▶ **DOCUMENT PASSAGE**
-- Start --
AWS data mesh design pattern starts with building an initial lakehouse architecture using AWS Lake Formation service for centralized data management policy creation and AWS cross-account governance using automated repeatable templated playbooks built-in that make use of other complicated AWS services such as AWS Organizations, AWS Glue, AWS Identity and Access Management (IAM) with ease. AWS Lake Formation is at the center of building, scaling, and managing a data mesh in AWS. Figure 2 is a conceptual overview of what capabilities AWS Lake Formation provides for data management.

The next step after enabling the AWS Lake Formation service to create the data management policies and guardrails is to create a unified data management control plane using AWS Glue services to crawl, discover, and register data sources, schemas, and metadata.

Figure 2. AWS Lake Formation

The services outlined below tightly integrate with AWS Lake Formation and are meant to enable additional VAULTIS goals outlined above from the DoD Data Strategy.
-- End --
▶ **STATED PROBLEM 1**
In the records, start at the line containing "request: trace the outline of every instance of the tree trunk" and end after the line containing "target: tree trunk". Copy those lines out verbatim.

▶ **INFORMATION PROVIDED**
-- Start --
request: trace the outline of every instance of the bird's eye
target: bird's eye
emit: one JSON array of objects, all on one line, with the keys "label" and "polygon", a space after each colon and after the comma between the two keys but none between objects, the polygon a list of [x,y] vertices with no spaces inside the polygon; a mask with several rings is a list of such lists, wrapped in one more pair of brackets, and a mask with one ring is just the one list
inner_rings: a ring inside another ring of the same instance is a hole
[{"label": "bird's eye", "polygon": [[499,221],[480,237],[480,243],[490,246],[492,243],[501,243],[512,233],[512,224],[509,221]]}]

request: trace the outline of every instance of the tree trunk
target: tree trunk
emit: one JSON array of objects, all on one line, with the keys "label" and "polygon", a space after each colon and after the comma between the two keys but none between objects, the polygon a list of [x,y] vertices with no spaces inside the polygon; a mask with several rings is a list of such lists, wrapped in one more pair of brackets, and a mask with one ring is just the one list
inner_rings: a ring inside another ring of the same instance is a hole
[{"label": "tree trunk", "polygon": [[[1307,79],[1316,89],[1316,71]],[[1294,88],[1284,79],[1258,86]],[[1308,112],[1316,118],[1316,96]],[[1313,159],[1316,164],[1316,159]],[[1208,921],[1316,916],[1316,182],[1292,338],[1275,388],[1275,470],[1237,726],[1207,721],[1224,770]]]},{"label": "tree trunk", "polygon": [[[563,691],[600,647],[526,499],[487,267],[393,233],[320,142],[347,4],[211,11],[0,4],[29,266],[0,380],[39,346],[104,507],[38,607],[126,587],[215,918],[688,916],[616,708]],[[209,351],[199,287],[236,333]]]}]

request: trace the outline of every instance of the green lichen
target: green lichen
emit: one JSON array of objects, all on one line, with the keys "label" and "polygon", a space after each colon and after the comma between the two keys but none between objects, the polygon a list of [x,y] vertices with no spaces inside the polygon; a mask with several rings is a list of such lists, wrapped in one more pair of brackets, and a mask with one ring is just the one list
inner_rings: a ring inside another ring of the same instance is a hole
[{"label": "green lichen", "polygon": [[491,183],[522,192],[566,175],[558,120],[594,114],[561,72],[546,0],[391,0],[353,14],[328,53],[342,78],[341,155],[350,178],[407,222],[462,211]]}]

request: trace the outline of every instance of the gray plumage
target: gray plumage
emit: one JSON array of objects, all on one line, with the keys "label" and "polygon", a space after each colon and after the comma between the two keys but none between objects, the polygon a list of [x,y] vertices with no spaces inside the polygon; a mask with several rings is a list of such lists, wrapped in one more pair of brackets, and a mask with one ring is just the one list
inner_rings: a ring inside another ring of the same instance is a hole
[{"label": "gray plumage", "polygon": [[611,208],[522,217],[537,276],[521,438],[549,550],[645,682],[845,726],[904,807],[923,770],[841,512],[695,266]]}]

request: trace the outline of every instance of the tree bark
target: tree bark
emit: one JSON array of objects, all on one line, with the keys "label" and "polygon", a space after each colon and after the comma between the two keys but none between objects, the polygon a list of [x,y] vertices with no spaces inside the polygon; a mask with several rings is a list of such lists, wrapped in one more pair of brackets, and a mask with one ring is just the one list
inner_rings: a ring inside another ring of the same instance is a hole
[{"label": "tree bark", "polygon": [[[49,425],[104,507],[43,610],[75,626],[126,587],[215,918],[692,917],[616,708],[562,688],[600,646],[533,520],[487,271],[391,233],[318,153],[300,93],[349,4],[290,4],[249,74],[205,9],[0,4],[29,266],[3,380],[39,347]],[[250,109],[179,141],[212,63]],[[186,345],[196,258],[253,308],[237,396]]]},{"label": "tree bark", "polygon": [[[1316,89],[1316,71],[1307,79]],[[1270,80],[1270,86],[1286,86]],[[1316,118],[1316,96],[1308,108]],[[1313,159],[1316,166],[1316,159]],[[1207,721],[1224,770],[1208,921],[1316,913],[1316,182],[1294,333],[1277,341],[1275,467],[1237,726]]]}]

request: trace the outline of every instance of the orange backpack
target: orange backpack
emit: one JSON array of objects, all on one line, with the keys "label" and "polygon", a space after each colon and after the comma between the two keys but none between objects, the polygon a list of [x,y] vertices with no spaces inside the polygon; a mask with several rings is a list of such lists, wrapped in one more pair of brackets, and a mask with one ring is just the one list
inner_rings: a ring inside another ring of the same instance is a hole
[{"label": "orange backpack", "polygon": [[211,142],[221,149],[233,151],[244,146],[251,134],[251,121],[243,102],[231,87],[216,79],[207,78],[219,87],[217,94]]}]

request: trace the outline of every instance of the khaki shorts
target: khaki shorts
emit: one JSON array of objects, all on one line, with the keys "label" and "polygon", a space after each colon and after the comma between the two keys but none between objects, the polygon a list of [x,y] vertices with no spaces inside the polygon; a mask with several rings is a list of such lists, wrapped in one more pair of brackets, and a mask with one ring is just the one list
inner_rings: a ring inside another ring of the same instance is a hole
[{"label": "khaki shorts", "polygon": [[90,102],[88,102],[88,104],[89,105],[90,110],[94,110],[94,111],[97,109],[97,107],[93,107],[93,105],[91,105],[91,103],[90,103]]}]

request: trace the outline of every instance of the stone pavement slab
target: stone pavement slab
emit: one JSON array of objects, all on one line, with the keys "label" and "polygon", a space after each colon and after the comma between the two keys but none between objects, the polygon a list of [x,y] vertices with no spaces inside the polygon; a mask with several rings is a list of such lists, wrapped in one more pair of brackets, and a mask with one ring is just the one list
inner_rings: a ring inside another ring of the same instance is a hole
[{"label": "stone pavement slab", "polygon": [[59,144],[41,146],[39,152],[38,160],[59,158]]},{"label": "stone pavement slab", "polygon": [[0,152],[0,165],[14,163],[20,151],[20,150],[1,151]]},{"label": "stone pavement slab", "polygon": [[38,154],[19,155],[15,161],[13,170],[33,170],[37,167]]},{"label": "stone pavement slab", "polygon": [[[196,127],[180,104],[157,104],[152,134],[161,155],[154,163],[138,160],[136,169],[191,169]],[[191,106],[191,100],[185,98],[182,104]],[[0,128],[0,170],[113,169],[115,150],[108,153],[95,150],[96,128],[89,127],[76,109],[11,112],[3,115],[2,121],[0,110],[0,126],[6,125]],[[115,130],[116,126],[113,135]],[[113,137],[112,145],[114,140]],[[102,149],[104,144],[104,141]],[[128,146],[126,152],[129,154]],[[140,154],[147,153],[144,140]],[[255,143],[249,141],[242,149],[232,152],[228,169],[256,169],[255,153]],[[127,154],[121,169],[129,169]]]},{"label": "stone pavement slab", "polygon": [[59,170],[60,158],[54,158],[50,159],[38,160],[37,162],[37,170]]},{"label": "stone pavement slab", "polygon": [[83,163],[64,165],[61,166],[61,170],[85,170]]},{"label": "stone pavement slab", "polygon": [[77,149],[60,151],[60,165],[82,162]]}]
-- End --
▶ **STATED PROBLEM 2**
In the passage on the AWS data mesh design pattern, which service is at the center of building, scaling, and managing a data mesh in AWS?

▶ **FULL ANSWER 1**
request: trace the outline of every instance of the tree trunk
target: tree trunk

▶ **FULL ANSWER 2**
AWS Lake Formation